Problem statement>
Render the part of the material that begins with the line containing "Find the white" and ends with the line containing "pixel 285 110" as a JSON list of strings, with one string per line and blank lines omitted. Include both boundary lines and nothing outside that span.

--- start Stored records ---

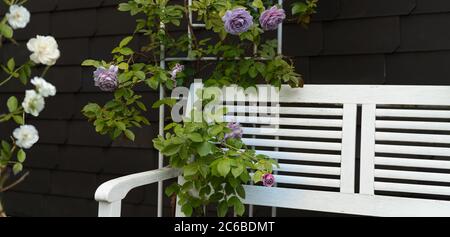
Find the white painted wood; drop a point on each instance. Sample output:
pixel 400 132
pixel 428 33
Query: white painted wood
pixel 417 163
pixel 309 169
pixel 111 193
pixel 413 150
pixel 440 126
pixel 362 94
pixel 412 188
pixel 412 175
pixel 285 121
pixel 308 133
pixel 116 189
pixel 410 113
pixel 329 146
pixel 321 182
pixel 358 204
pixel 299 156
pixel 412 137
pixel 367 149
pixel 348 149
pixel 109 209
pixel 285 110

--- end Stored records ---
--- start Stored records ---

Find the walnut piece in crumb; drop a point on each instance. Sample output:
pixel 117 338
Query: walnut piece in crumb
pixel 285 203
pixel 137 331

--- end Stored records ---

Exercise answer>
[
  "Find the white painted wood; drop a point on each instance. Sample output:",
  "pixel 400 132",
  "pixel 428 33",
  "Query: white painted wood",
  "pixel 417 163",
  "pixel 309 169",
  "pixel 111 193",
  "pixel 413 150",
  "pixel 440 126",
  "pixel 362 94",
  "pixel 412 188",
  "pixel 412 175",
  "pixel 285 121",
  "pixel 308 133",
  "pixel 116 189",
  "pixel 410 113",
  "pixel 329 146",
  "pixel 321 182",
  "pixel 358 204",
  "pixel 299 156",
  "pixel 412 137",
  "pixel 367 149",
  "pixel 348 149",
  "pixel 109 209",
  "pixel 285 110"
]